- _Your objective_: Print every line of the listing exactly, please.

━━━ Records for this task

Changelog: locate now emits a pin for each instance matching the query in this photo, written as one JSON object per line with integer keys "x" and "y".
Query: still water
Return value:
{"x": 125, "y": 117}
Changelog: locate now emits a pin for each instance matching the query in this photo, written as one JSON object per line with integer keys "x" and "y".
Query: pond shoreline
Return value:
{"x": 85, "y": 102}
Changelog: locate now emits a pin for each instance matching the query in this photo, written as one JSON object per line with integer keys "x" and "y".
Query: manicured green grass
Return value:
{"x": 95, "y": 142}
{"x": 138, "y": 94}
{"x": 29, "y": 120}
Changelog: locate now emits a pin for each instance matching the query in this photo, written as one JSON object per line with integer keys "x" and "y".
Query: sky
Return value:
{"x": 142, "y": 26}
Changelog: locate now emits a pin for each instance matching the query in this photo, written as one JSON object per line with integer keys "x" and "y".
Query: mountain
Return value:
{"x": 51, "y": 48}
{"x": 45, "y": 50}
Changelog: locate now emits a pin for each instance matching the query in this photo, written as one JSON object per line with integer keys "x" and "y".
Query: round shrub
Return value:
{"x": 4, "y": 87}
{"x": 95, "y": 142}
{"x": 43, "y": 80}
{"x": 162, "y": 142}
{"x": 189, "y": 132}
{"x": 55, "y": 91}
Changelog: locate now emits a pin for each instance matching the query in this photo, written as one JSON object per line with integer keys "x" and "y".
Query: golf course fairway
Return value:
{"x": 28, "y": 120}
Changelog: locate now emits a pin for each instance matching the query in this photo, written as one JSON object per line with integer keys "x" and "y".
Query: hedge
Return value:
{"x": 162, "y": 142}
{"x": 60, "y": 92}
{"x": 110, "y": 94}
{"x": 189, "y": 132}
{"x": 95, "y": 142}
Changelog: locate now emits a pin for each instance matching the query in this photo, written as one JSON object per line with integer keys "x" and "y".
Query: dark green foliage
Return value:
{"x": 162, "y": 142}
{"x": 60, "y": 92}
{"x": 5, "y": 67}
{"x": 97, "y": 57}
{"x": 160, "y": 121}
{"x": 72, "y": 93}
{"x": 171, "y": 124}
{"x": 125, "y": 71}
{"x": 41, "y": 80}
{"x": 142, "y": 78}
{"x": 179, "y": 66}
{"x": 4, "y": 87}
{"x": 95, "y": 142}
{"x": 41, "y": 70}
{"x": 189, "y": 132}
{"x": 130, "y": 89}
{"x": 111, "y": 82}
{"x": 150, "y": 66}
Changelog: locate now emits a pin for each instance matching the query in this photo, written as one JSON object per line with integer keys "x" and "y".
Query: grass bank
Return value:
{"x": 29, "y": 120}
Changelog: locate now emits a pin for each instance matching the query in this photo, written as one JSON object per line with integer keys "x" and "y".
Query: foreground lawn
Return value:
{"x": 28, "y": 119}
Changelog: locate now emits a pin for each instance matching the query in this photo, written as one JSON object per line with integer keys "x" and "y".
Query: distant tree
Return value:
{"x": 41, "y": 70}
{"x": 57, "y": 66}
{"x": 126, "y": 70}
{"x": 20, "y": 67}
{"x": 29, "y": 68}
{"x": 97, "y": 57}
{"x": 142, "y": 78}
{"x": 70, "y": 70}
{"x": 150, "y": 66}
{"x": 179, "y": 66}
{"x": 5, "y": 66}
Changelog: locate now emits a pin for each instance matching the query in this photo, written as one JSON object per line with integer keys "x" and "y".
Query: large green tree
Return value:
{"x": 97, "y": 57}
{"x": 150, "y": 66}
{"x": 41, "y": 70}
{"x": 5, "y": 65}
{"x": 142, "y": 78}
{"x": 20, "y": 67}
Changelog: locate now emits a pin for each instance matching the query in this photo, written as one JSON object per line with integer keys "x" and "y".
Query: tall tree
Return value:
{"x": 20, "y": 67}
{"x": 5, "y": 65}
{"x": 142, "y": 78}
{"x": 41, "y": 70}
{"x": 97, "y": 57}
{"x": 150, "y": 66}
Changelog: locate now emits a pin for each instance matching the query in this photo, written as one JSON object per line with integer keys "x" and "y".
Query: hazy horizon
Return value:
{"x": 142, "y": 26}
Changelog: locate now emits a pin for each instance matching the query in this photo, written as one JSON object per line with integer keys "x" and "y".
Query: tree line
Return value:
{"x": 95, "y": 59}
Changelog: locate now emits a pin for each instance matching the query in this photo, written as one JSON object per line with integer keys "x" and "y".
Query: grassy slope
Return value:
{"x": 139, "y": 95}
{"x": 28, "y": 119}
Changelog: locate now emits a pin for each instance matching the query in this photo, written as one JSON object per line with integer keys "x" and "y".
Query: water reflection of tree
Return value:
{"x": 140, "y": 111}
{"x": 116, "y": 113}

━━━━━━

- _Task result_:
Changelog: locate now emits a pin for each instance matching the query in this photo, written as one JSON object per line with integer keys "x" and "y".
Query: still water
Return value:
{"x": 125, "y": 117}
Changelog: locate now emits a pin for each instance matching the query in this photo, written as one JSON object per line with integer keys "x" and "y".
Query: pond shoreline
Return value:
{"x": 85, "y": 102}
Changelog: locate now emits a pin for each instance matching the query in this photo, written as one JSON object per line with integer keys "x" and "y".
Query: manicured green grass
Return value:
{"x": 95, "y": 142}
{"x": 138, "y": 94}
{"x": 29, "y": 120}
Changelog: locate now emits a pin for each instance matching the query in this photo, written as one JSON object per line with integer keys "x" and "y".
Query: sky
Return value:
{"x": 142, "y": 26}
Changelog: locate now emits a pin for each instance matching the query in this photo, written as one JSON object per line with integer keys "x" and "y".
Query: mountain
Return value:
{"x": 51, "y": 48}
{"x": 45, "y": 50}
Changelog: locate now emits a pin for each instance matching the query in this photo, written as one JSON object per line with integer keys "x" and "y".
Query: round shrub
Return value:
{"x": 4, "y": 87}
{"x": 95, "y": 142}
{"x": 43, "y": 80}
{"x": 162, "y": 142}
{"x": 189, "y": 132}
{"x": 55, "y": 91}
Changelog: locate now emits a pin for each instance matching the query in this photo, written as one JSON object per line with integer keys "x" and "y".
Query: golf course fairway
Return value:
{"x": 28, "y": 120}
Changelog: locate now emits a pin for each instance matching the query in this photo, written as one JSON object per line with integer keys "x" and "y".
Query: hedge
Return value:
{"x": 162, "y": 142}
{"x": 60, "y": 92}
{"x": 110, "y": 94}
{"x": 189, "y": 132}
{"x": 95, "y": 142}
Changelog: locate now emits a pin for each instance matching the query in this photo, written as one JSON object per line with integer keys "x" and "y".
Query: dark green foliage
Return value:
{"x": 162, "y": 142}
{"x": 60, "y": 92}
{"x": 5, "y": 67}
{"x": 97, "y": 57}
{"x": 160, "y": 121}
{"x": 72, "y": 93}
{"x": 171, "y": 124}
{"x": 125, "y": 71}
{"x": 41, "y": 80}
{"x": 142, "y": 78}
{"x": 179, "y": 66}
{"x": 4, "y": 87}
{"x": 95, "y": 142}
{"x": 41, "y": 70}
{"x": 189, "y": 132}
{"x": 130, "y": 89}
{"x": 111, "y": 82}
{"x": 150, "y": 66}
Changelog: locate now emits a pin for each instance matching the query in this photo, written as one JSON object per line with integer keys "x" and "y".
Query: grass bank
Return value:
{"x": 29, "y": 120}
Changelog: locate now emits a pin for each instance matching the query in this photo, written as one JSON object per line with integer keys "x" and "y".
Query: foreground lawn
Return value:
{"x": 28, "y": 119}
Changelog: locate now emits a pin for each instance matching the query in this photo, written as one JSON object per line with integer keys "x" and "y".
Query: distant tree
Return value:
{"x": 41, "y": 70}
{"x": 57, "y": 66}
{"x": 126, "y": 70}
{"x": 20, "y": 67}
{"x": 29, "y": 68}
{"x": 97, "y": 57}
{"x": 142, "y": 78}
{"x": 70, "y": 70}
{"x": 150, "y": 66}
{"x": 179, "y": 66}
{"x": 5, "y": 66}
Changelog: locate now emits a pin for each instance matching the query in this photo, written as one JSON object per line with integer keys "x" and "y".
Query: large green tree
Return value:
{"x": 97, "y": 57}
{"x": 150, "y": 66}
{"x": 41, "y": 70}
{"x": 5, "y": 65}
{"x": 142, "y": 78}
{"x": 20, "y": 67}
Changelog: locate now emits a pin for each instance matching the query in this photo, written as one JSON object per line with integer keys "x" and "y".
Query: tall tree
Return value:
{"x": 20, "y": 67}
{"x": 5, "y": 65}
{"x": 142, "y": 78}
{"x": 41, "y": 70}
{"x": 97, "y": 57}
{"x": 150, "y": 66}
Changelog: locate now emits a pin for each instance matching the query in this photo, written as one JSON object per line with integer keys "x" and "y".
Query: hazy horizon
Return value:
{"x": 142, "y": 26}
Changelog: locate now emits a pin for each instance matching the query in this photo, written as one JSON object per line with integer keys "x" and "y".
Query: tree line
Return value:
{"x": 95, "y": 59}
Changelog: locate now emits a pin for each instance matching the query in this photo, written as one JSON object per line with integer keys "x" and "y".
Query: grassy slope
Return value:
{"x": 139, "y": 95}
{"x": 28, "y": 119}
Changelog: locate now emits a pin for each instance matching the query in this photo, written as one JSON object per line with integer keys "x" and "y".
Query: water reflection of tree
Return value:
{"x": 140, "y": 111}
{"x": 116, "y": 113}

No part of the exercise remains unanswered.